## WHAT YOU HAVE TO DO
Reproduce the data below in full and to the letter, images excepted.

## SUPPLIED ENTRIES
·····
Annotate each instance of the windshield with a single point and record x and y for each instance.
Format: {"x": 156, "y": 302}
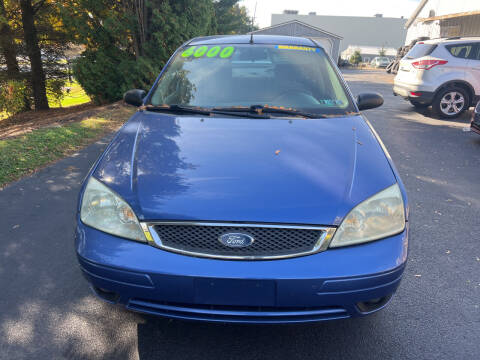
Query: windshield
{"x": 243, "y": 75}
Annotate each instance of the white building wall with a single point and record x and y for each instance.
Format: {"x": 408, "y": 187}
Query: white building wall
{"x": 368, "y": 31}
{"x": 438, "y": 8}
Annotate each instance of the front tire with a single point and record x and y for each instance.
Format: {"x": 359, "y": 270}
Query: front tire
{"x": 451, "y": 102}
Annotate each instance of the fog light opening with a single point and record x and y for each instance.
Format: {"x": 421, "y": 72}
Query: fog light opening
{"x": 373, "y": 304}
{"x": 106, "y": 295}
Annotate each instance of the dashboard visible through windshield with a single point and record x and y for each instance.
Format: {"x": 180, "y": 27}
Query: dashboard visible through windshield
{"x": 242, "y": 75}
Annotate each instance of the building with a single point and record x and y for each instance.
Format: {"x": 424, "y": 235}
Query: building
{"x": 375, "y": 31}
{"x": 442, "y": 18}
{"x": 368, "y": 52}
{"x": 329, "y": 41}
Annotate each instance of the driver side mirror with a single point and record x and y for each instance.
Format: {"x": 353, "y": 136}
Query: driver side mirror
{"x": 134, "y": 97}
{"x": 367, "y": 101}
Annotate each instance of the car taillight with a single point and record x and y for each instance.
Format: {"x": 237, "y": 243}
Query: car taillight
{"x": 427, "y": 64}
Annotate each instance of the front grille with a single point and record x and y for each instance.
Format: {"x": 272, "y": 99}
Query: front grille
{"x": 245, "y": 314}
{"x": 203, "y": 240}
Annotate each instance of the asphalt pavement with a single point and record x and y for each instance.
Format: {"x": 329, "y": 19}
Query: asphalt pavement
{"x": 48, "y": 312}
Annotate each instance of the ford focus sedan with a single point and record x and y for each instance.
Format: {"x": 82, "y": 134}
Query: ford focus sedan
{"x": 248, "y": 187}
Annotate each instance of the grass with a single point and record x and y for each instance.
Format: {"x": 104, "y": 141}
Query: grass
{"x": 76, "y": 96}
{"x": 23, "y": 155}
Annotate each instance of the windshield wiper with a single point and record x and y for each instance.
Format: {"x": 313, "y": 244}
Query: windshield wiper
{"x": 265, "y": 109}
{"x": 204, "y": 111}
{"x": 179, "y": 108}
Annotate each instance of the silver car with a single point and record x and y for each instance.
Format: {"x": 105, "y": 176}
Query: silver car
{"x": 444, "y": 73}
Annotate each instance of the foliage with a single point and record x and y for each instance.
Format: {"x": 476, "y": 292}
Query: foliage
{"x": 232, "y": 18}
{"x": 52, "y": 41}
{"x": 22, "y": 155}
{"x": 55, "y": 90}
{"x": 127, "y": 42}
{"x": 73, "y": 94}
{"x": 356, "y": 58}
{"x": 12, "y": 96}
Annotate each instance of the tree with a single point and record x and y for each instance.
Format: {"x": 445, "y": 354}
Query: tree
{"x": 7, "y": 44}
{"x": 127, "y": 42}
{"x": 38, "y": 80}
{"x": 232, "y": 18}
{"x": 356, "y": 58}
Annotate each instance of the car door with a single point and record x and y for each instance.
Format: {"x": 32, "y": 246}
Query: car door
{"x": 473, "y": 70}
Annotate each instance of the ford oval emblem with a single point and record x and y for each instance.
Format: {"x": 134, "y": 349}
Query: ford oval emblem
{"x": 236, "y": 240}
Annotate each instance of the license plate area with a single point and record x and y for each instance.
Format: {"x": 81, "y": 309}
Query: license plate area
{"x": 235, "y": 292}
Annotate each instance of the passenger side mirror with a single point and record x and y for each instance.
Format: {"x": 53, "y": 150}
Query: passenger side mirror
{"x": 367, "y": 101}
{"x": 134, "y": 97}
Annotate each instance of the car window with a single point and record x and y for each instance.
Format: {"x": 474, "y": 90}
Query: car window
{"x": 462, "y": 51}
{"x": 243, "y": 75}
{"x": 420, "y": 50}
{"x": 476, "y": 52}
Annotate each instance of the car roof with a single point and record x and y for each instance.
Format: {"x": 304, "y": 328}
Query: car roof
{"x": 454, "y": 40}
{"x": 257, "y": 39}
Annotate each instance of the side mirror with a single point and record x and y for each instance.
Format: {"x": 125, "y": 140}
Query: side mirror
{"x": 367, "y": 101}
{"x": 134, "y": 97}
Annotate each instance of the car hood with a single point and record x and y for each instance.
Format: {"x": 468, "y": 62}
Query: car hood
{"x": 302, "y": 171}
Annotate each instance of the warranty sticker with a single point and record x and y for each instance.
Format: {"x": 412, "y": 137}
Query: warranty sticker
{"x": 301, "y": 48}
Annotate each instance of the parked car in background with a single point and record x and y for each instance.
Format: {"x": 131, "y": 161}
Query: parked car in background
{"x": 444, "y": 73}
{"x": 380, "y": 62}
{"x": 475, "y": 125}
{"x": 209, "y": 206}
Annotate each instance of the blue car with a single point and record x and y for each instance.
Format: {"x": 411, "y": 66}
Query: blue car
{"x": 248, "y": 187}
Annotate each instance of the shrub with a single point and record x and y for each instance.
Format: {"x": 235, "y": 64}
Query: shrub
{"x": 55, "y": 90}
{"x": 14, "y": 96}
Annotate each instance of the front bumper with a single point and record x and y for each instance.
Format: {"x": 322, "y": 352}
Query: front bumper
{"x": 475, "y": 125}
{"x": 334, "y": 284}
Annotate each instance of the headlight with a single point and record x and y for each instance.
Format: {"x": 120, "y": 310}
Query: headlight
{"x": 104, "y": 210}
{"x": 378, "y": 217}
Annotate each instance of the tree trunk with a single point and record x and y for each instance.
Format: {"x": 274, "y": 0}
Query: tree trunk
{"x": 7, "y": 44}
{"x": 35, "y": 55}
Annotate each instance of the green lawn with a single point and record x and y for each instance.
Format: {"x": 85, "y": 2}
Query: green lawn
{"x": 23, "y": 155}
{"x": 76, "y": 96}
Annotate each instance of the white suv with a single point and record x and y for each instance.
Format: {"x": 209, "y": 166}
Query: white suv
{"x": 444, "y": 73}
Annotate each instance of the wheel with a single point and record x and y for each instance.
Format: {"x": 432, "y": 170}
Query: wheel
{"x": 451, "y": 102}
{"x": 418, "y": 104}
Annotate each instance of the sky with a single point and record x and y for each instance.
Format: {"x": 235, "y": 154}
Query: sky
{"x": 389, "y": 8}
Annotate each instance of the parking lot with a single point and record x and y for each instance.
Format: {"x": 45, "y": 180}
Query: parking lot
{"x": 48, "y": 312}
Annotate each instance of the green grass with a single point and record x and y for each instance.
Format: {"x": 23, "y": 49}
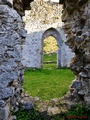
·····
## RESULT BELOW
Annotate each instance of the windshield with a single point and record x and y for each instance.
Format: {"x": 156, "y": 302}
Query: windshield
{"x": 243, "y": 75}
Annotate each instance of the white building wall with a single point and record x and y for each instance.
Format: {"x": 408, "y": 187}
Query: white building wall
{"x": 368, "y": 31}
{"x": 438, "y": 8}
Annotate each instance of the front tire with a single point and record x and y for each instance.
Format: {"x": 359, "y": 270}
Query: front tire
{"x": 451, "y": 102}
Annotate each instance of the fog light opening with a single point and record x and y for each instance.
Format: {"x": 421, "y": 72}
Query: fog light opening
{"x": 373, "y": 304}
{"x": 106, "y": 295}
Annotate each instance of the dashboard visible through windshield with a single point and record x and y for each instance.
Format: {"x": 180, "y": 27}
Query: dashboard visible through windshield
{"x": 242, "y": 75}
Annotate each instance of the building with a single point and record x and y for each instance.
Format: {"x": 424, "y": 235}
Query: building
{"x": 375, "y": 31}
{"x": 442, "y": 18}
{"x": 368, "y": 52}
{"x": 329, "y": 41}
Annotate each instance of the driver side mirror with a single point and record x and y for each instance.
Format: {"x": 353, "y": 136}
Query: driver side mirror
{"x": 134, "y": 97}
{"x": 367, "y": 101}
Annotate each instance of the car taillight with a single point and record x and y for each instance.
Format: {"x": 237, "y": 243}
Query: car taillight
{"x": 427, "y": 64}
Annotate each instance of the front grille with a single point and record x and y for each instance.
Format: {"x": 272, "y": 99}
Query: front grille
{"x": 245, "y": 314}
{"x": 203, "y": 240}
Annotate each instance of the asphalt pavement with a single point and record x and y for each instance.
Format: {"x": 329, "y": 19}
Query: asphalt pavement
{"x": 48, "y": 312}
Annotate each instance of the ford focus sedan with a single point and record x and y for each instance.
Format: {"x": 82, "y": 134}
Query: ford focus sedan
{"x": 248, "y": 187}
Annotate each instance of the grass with a single point and record x and y for each instance.
Format: {"x": 104, "y": 141}
Query: grass
{"x": 76, "y": 96}
{"x": 23, "y": 155}
Annotate each instance of the windshield wiper with a single point and record x and y for each instance.
Format: {"x": 313, "y": 244}
Query: windshield wiper
{"x": 265, "y": 109}
{"x": 204, "y": 111}
{"x": 179, "y": 108}
Annotate each instance of the silver car with a single point and record x and y for each instance.
Format: {"x": 105, "y": 176}
Query: silver car
{"x": 444, "y": 73}
Annotate each instance of the foliage with a single point and record x and y for each instance.
Format: {"x": 476, "y": 292}
Query: foliage
{"x": 232, "y": 18}
{"x": 52, "y": 41}
{"x": 22, "y": 155}
{"x": 55, "y": 90}
{"x": 127, "y": 42}
{"x": 73, "y": 94}
{"x": 356, "y": 58}
{"x": 12, "y": 96}
Annotate each instance of the tree with a single point and record x and y for each instance.
Format: {"x": 445, "y": 354}
Query: tree
{"x": 7, "y": 44}
{"x": 127, "y": 42}
{"x": 38, "y": 80}
{"x": 232, "y": 18}
{"x": 356, "y": 58}
Annotate each instance of the car door with a single point and record x and y for each instance.
Format: {"x": 32, "y": 246}
Query: car door
{"x": 473, "y": 70}
Annotate each instance of the ford oval emblem with a single point and record x and y for each instance.
Format: {"x": 134, "y": 349}
Query: ford oval emblem
{"x": 236, "y": 240}
Annotate each instance of the license plate area with a single point and record x and y for each instance.
Format: {"x": 81, "y": 309}
Query: license plate area
{"x": 235, "y": 292}
Annotate each instance of the passenger side mirror with a single point and record x and y for each instance.
Format: {"x": 53, "y": 150}
Query: passenger side mirror
{"x": 367, "y": 101}
{"x": 134, "y": 97}
Annotate each instance of the car window with a single point and record x and y for each instance.
Format: {"x": 474, "y": 90}
Query: car window
{"x": 462, "y": 51}
{"x": 243, "y": 75}
{"x": 420, "y": 50}
{"x": 476, "y": 52}
Annotate each instance of the car roof with a single point and record x and y for each instance.
Format: {"x": 304, "y": 328}
Query: car roof
{"x": 454, "y": 40}
{"x": 257, "y": 39}
Annotate each instance of the side mirror with a single point and record x and y for each instance.
Format: {"x": 125, "y": 140}
Query: side mirror
{"x": 367, "y": 101}
{"x": 134, "y": 97}
Annotate each instance of the car hood with a single point and record x and y for each instance.
Format: {"x": 468, "y": 62}
Query: car hood
{"x": 302, "y": 171}
Annotate each instance of the warranty sticker with a single point and record x and y for each instance.
Format: {"x": 412, "y": 137}
Query: warranty sticker
{"x": 301, "y": 48}
Annotate each instance of the parked car in background with a single point and record x and y for each instance.
Format: {"x": 131, "y": 161}
Query: parked car in background
{"x": 444, "y": 73}
{"x": 380, "y": 62}
{"x": 475, "y": 125}
{"x": 209, "y": 206}
Annotate each instance of the blue car with a single point and record x and y for each instance.
Format: {"x": 411, "y": 66}
Query: blue car
{"x": 248, "y": 187}
Annotate each instance of the shrub with a single point and record x and y for each instance.
Format: {"x": 235, "y": 64}
Query: shrub
{"x": 55, "y": 90}
{"x": 14, "y": 96}
Annotate each instance of the front bumper with a single point and record x and y for each instance.
Format: {"x": 322, "y": 352}
Query: front bumper
{"x": 475, "y": 125}
{"x": 334, "y": 284}
Annotate each instance of the headlight with a single point and record x and y for each instance.
Format: {"x": 120, "y": 310}
Query: headlight
{"x": 104, "y": 210}
{"x": 378, "y": 217}
Annotate each instance of the tree trunk with a single point and record x and y for each instance.
Format: {"x": 274, "y": 0}
Query: tree trunk
{"x": 7, "y": 44}
{"x": 35, "y": 55}
Annotate each instance of the green lawn with a single point and record x and y for each instance.
Format: {"x": 85, "y": 2}
Query: green lawn
{"x": 23, "y": 155}
{"x": 76, "y": 96}
Annotate each instance of the white suv with a single point and record x and y for each instance.
Format: {"x": 209, "y": 166}
Query: white suv
{"x": 444, "y": 73}
Annotate each instance of the wheel with a single point and record x and y for each instance.
Format: {"x": 432, "y": 170}
Query: wheel
{"x": 451, "y": 102}
{"x": 418, "y": 104}
Annotate each instance of the sky with a single point and record x and y for each instance.
Format: {"x": 235, "y": 154}
Query: sky
{"x": 389, "y": 8}
Annotate each instance of the parking lot with a single point and record x and y for each instance.
Format: {"x": 45, "y": 180}
Query: parking lot
{"x": 48, "y": 312}
Annotate each instance of the green grass with a single point and record x and y for each instance.
Format: {"x": 23, "y": 49}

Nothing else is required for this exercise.